Referring expression pointing data:
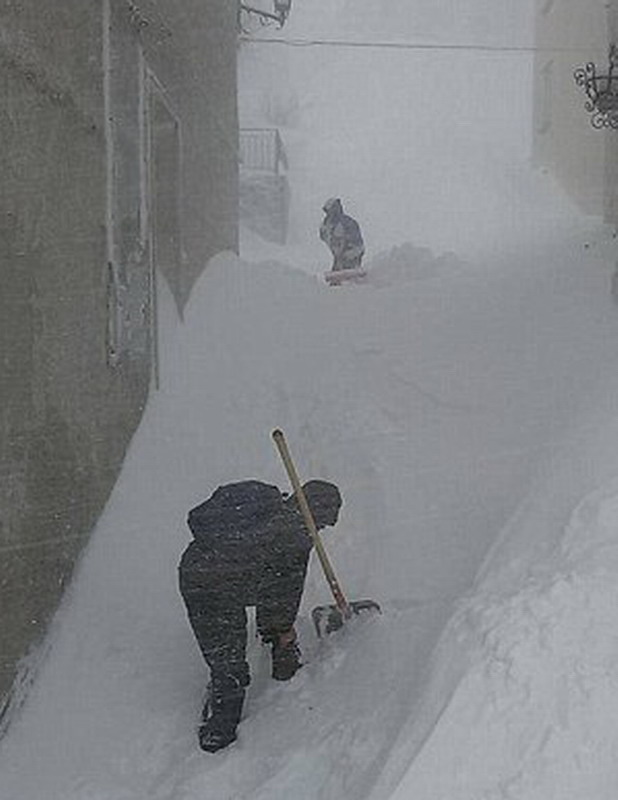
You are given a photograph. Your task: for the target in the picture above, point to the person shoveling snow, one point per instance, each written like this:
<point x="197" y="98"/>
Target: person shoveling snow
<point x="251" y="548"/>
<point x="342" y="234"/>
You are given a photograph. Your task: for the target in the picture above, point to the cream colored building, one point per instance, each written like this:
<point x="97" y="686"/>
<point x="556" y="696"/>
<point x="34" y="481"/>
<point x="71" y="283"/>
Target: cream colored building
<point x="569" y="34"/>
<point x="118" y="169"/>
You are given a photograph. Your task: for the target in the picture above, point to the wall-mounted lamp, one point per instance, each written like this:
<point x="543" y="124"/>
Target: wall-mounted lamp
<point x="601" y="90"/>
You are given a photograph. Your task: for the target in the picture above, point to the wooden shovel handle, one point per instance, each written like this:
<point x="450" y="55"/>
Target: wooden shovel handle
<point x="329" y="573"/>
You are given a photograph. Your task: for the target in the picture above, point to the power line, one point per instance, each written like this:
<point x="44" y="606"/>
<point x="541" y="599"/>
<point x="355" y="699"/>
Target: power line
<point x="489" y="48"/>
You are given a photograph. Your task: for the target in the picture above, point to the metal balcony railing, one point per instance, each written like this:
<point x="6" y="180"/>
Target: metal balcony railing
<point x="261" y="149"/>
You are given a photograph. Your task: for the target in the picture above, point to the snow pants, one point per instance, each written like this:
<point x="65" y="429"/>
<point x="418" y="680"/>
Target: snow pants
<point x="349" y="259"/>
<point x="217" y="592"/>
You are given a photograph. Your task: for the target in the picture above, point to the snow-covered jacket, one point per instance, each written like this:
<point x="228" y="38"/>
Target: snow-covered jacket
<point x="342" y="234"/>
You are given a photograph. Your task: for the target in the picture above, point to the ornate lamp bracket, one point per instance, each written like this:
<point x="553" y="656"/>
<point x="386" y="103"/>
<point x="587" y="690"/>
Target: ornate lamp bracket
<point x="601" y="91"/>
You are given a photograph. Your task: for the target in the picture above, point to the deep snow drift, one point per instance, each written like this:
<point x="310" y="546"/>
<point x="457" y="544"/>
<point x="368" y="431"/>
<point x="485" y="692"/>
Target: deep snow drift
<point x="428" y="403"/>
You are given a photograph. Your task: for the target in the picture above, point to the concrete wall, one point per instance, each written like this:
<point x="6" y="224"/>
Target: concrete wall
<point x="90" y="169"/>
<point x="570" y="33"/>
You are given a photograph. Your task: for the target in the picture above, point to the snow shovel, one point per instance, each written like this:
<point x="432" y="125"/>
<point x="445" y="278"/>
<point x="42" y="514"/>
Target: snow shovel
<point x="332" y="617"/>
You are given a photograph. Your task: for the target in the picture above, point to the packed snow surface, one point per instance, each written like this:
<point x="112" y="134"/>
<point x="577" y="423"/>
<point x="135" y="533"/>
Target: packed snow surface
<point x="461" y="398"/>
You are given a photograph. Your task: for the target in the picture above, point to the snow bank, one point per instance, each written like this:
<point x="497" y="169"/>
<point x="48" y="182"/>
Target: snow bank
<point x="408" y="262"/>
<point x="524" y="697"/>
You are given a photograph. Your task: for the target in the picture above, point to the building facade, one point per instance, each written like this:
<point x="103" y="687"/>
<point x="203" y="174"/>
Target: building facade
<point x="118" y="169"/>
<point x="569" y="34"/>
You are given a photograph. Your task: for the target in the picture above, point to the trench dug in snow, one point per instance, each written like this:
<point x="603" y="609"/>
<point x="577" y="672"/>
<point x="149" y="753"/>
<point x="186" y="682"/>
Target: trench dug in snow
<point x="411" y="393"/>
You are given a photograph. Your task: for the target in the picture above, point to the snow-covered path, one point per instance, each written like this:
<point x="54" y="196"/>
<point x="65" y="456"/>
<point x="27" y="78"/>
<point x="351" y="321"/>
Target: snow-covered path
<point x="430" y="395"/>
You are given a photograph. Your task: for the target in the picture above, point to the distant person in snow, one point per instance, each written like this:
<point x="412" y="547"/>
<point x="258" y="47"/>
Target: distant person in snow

TRY IT:
If a line of the records above holds the word "distant", show it.

EXERCISE ANSWER:
You are given a photograph. Your task: for the target in the picture above, point to the distant person in snow, one point per instance, each written like this:
Target: distant person in snow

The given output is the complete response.